# WHAT YOU HAVE TO DO
Rewrite the lines from the line containing "photo. Category: toe" through the end of the records, changing every "keypoint" to "marker" and keeping everything else the same.

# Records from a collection

* * *

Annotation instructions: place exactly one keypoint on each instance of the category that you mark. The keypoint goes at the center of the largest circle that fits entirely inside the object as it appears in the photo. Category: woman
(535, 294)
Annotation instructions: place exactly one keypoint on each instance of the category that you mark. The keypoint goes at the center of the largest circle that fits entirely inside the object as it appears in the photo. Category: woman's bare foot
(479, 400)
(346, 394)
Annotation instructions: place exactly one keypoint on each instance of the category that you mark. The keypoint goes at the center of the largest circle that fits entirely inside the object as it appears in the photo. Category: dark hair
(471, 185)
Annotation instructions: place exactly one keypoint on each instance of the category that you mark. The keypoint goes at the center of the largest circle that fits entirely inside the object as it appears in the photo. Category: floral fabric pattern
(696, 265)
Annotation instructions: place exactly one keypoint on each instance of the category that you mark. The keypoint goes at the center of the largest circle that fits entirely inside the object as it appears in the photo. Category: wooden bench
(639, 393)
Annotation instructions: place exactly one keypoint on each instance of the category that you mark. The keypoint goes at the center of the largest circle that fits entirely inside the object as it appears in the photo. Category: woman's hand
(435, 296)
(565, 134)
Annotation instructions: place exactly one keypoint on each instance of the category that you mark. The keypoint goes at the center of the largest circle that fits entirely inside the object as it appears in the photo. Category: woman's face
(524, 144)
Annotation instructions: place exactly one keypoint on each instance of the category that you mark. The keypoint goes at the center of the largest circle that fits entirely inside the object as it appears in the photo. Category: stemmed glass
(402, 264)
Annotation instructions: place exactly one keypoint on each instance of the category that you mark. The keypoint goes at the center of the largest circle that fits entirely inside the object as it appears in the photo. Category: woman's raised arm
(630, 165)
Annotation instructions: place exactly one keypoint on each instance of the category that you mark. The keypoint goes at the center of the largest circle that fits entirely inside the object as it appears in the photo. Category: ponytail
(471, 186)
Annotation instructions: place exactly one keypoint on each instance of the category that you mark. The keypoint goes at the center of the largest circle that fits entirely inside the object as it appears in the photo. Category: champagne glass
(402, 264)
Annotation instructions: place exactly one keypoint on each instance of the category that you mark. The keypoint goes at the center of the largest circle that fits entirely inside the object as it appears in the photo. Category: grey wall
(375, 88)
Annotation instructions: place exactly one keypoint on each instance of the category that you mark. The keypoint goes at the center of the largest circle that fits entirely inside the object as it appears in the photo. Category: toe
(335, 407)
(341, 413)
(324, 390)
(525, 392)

* * *

# EXERCISE SOLUTION
Annotation instructions: place exactly one marker on each instance of the category that you mark. The marker goes at the center of the largest circle that fits entirely inside the object as it appears in the photo. Category: toe
(335, 407)
(341, 413)
(324, 390)
(525, 392)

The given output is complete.